[Data for processing Boundary: Start]

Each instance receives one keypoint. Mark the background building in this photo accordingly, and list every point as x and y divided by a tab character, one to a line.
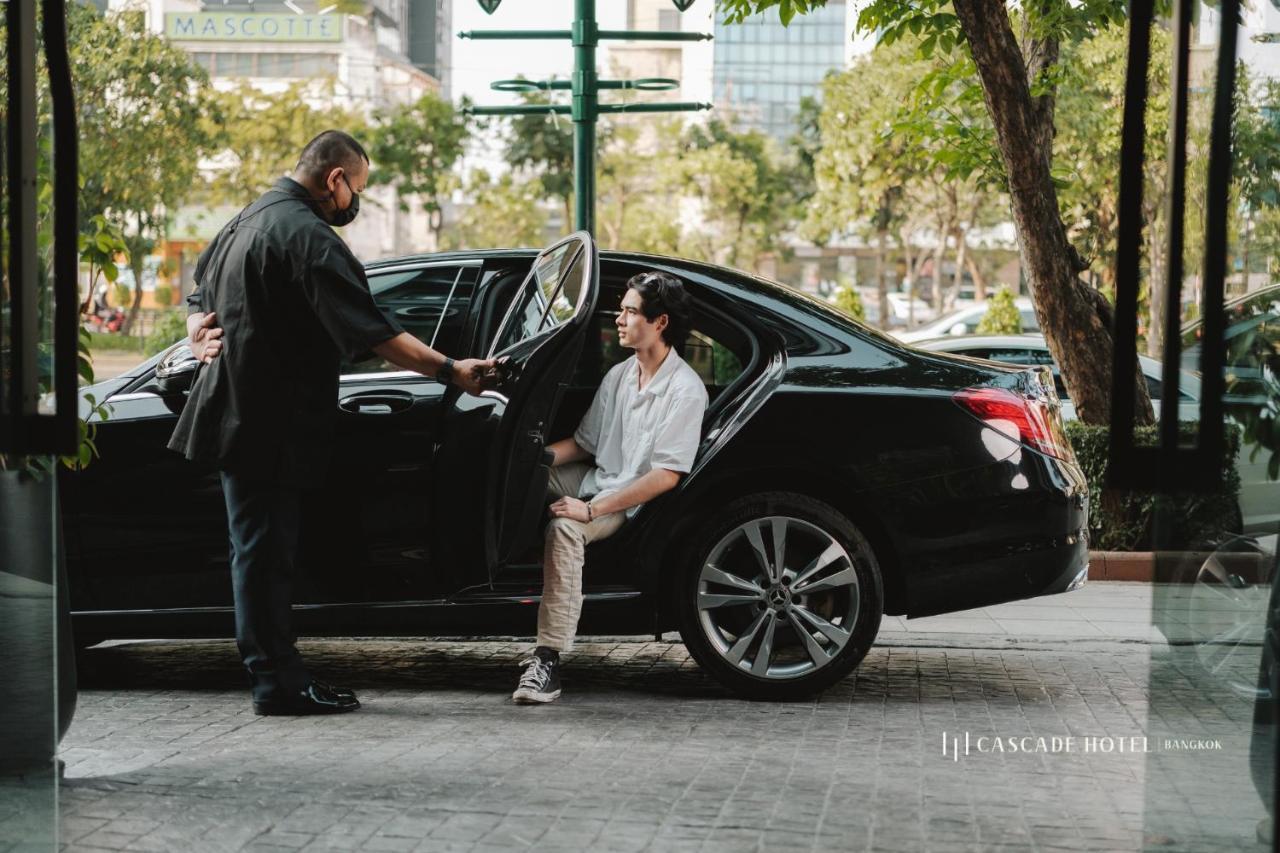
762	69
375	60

[Data for processing Boundary: End]
[Data for processing Boundary: Start]

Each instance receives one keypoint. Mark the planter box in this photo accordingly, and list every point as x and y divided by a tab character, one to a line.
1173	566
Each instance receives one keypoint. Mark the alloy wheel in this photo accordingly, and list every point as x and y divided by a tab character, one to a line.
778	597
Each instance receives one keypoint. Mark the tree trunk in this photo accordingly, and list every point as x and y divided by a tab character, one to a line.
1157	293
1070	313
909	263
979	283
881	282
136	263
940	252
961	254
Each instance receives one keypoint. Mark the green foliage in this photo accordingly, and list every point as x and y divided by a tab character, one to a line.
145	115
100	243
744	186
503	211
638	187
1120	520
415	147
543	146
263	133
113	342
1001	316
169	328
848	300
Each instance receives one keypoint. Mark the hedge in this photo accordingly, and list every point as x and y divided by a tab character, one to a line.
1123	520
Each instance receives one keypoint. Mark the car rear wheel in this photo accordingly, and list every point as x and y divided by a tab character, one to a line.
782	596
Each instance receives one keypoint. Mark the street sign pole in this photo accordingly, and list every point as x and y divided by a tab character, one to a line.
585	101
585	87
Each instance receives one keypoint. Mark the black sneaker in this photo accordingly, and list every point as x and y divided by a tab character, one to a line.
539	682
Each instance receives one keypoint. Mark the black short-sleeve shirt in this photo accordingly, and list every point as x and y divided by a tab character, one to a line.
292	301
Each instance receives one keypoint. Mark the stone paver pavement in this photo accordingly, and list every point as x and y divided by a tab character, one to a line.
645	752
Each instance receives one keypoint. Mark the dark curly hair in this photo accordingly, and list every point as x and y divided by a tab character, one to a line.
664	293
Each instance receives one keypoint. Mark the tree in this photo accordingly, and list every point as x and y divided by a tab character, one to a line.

[Data for processing Boundary: End]

Output only an exact transcription of the lines above from the one with "Each instance receives one keypoint. Mark the dark" up to and including the one with "Each instance receives one keypoint. Mark the tree in".

Each instance receives one keypoint. Mark the dark curly hair in this photo accordingly, and list every point as x and y divided by a tab character, one to a line.
664	293
Each instance receives one keypoint. Mark the tree in this photo accordingly, and list every point as x and y divided by a tab character, one to a line.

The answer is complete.